§ **WHAT IS BEING ASKED**
Look through the material for lines with the word "nacelle", and copy each one.

§ **INFORMATION SUPPLIED**

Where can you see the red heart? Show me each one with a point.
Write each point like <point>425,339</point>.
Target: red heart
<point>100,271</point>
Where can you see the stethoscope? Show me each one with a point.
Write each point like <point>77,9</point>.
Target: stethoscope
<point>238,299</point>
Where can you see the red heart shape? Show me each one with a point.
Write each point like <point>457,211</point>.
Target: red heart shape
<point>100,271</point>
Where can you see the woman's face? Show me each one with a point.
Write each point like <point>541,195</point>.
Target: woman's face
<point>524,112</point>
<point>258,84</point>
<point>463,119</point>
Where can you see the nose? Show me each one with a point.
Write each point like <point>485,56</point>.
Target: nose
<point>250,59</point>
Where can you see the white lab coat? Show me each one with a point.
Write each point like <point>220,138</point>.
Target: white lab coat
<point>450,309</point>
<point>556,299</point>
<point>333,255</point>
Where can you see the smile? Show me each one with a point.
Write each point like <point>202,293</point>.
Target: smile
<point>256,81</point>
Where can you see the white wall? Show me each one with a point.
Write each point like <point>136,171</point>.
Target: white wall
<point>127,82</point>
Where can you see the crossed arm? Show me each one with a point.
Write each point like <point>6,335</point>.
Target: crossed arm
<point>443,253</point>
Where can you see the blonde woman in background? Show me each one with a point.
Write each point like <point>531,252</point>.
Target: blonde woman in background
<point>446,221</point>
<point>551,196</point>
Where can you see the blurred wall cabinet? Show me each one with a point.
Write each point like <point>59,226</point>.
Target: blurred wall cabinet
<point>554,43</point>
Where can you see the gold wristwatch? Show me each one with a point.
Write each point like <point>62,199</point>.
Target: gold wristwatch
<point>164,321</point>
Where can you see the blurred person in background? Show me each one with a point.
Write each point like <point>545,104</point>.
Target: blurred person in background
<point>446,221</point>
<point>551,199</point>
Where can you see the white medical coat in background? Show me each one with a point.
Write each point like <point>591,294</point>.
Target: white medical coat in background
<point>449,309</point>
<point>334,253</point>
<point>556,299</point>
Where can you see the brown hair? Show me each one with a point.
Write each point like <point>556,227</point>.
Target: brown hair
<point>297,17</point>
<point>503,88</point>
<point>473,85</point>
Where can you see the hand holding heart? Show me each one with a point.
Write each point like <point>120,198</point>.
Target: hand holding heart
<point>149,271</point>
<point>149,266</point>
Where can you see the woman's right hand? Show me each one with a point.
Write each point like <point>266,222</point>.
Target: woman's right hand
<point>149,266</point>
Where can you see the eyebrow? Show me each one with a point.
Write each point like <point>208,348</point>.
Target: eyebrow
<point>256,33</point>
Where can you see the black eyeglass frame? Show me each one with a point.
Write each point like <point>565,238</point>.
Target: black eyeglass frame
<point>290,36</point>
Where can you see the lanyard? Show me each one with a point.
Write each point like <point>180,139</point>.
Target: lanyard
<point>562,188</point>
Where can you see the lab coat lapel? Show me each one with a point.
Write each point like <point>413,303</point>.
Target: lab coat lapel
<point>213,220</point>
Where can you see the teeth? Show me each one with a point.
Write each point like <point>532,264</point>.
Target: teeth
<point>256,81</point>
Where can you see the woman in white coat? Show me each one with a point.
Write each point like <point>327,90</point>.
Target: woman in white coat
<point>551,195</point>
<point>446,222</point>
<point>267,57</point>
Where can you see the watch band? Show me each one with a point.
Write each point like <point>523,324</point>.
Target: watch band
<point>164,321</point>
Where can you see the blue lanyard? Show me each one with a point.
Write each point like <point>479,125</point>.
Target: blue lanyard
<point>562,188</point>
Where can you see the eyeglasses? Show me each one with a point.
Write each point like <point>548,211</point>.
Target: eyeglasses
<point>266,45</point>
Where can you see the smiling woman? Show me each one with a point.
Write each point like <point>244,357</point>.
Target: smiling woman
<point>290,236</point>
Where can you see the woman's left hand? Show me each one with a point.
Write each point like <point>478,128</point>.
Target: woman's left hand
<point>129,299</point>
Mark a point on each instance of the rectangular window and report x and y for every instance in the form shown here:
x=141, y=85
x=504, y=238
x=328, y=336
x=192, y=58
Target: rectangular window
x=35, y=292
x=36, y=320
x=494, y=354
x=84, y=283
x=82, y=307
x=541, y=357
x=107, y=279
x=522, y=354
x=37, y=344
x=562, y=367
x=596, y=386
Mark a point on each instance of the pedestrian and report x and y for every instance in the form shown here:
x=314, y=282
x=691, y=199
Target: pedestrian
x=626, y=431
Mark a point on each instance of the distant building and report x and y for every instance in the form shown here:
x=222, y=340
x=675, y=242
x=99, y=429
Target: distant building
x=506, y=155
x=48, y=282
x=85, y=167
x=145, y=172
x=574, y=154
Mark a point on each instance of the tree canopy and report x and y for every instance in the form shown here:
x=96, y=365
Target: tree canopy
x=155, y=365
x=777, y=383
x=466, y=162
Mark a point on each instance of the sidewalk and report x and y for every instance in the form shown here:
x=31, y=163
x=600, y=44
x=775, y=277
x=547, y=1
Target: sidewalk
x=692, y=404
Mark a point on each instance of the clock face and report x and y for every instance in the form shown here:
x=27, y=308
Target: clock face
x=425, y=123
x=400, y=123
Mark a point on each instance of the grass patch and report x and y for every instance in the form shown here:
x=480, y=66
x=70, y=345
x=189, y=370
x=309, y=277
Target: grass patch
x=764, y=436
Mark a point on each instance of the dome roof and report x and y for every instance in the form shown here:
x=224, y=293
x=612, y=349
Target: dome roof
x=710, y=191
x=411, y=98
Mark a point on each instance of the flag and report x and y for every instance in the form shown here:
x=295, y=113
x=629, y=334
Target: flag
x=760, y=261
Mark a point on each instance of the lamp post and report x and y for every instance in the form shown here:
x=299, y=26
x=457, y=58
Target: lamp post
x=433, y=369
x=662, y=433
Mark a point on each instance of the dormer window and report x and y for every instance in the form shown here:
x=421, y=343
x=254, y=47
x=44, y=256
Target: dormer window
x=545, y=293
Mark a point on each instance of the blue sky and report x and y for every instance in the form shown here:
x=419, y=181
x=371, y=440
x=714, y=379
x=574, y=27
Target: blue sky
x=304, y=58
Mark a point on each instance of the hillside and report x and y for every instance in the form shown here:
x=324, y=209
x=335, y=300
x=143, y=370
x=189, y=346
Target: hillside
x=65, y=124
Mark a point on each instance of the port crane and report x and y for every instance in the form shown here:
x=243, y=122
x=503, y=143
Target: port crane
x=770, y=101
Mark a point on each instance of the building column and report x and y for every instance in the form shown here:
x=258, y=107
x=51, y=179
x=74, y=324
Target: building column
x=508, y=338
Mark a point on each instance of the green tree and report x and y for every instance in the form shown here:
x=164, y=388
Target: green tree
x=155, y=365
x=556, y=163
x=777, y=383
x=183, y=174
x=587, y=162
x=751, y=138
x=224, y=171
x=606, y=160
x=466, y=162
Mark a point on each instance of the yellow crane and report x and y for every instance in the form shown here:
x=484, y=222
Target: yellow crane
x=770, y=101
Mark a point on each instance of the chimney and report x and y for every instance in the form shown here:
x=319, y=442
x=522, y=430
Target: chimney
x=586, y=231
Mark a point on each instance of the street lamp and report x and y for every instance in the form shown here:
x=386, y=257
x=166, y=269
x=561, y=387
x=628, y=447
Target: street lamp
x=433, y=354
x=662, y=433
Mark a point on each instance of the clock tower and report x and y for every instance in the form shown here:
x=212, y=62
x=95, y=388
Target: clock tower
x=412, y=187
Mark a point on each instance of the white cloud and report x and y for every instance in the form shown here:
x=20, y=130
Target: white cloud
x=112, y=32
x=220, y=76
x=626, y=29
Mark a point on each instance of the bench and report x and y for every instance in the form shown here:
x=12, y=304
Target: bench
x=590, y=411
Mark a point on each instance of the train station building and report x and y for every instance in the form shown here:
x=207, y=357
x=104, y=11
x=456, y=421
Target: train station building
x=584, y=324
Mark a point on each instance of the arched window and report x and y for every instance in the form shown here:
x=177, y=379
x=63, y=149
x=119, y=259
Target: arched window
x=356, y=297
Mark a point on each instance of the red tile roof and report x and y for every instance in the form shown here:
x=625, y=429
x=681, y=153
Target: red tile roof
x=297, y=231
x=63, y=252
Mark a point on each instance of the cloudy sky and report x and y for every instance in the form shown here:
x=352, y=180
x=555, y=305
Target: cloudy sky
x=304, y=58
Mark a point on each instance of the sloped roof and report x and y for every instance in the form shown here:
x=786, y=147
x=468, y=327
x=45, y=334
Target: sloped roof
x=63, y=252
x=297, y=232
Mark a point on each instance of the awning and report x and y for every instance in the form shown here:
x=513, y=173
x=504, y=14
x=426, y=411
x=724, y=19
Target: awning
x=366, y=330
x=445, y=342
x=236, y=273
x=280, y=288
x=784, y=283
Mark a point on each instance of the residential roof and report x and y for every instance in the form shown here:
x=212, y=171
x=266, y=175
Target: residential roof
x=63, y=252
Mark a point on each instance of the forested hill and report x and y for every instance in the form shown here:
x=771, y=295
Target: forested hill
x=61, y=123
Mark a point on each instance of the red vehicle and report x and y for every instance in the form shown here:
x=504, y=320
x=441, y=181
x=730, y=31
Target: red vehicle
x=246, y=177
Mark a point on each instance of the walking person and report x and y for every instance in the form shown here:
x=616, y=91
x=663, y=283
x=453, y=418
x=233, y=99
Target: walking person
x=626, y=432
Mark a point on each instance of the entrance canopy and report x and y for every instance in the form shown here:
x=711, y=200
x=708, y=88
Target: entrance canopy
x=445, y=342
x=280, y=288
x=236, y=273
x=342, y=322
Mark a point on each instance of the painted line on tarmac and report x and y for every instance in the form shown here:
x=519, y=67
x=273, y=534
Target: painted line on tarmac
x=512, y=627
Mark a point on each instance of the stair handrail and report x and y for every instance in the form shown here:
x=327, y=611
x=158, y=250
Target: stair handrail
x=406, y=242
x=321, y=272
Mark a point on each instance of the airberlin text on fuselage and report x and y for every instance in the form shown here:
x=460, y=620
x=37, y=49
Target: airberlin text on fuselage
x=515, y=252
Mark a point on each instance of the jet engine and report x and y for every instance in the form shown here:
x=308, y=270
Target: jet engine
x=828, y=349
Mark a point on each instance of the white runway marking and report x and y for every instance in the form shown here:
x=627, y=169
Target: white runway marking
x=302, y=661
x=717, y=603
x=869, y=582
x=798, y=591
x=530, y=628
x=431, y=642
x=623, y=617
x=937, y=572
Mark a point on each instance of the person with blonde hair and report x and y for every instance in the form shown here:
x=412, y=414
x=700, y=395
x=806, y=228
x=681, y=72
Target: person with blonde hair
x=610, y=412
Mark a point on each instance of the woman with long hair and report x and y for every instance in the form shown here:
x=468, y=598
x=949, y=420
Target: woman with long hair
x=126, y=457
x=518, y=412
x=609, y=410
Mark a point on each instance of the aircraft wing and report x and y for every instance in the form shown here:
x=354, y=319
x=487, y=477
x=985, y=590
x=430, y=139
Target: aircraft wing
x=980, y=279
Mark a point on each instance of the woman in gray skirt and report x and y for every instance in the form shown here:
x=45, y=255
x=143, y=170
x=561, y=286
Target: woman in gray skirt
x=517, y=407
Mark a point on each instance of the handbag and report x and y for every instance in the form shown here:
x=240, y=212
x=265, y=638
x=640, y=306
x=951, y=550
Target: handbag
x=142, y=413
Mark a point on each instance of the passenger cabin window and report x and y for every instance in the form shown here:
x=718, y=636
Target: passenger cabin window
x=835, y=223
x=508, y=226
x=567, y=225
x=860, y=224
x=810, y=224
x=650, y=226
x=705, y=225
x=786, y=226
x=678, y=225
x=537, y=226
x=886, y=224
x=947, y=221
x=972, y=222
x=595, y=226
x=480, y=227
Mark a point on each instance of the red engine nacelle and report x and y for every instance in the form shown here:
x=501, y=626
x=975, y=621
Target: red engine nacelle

§ **REPLY TO THE TASK**
Mark a point on each instance of the red engine nacelle and report x and y for every instance in the form shown here:
Target: red engine nacelle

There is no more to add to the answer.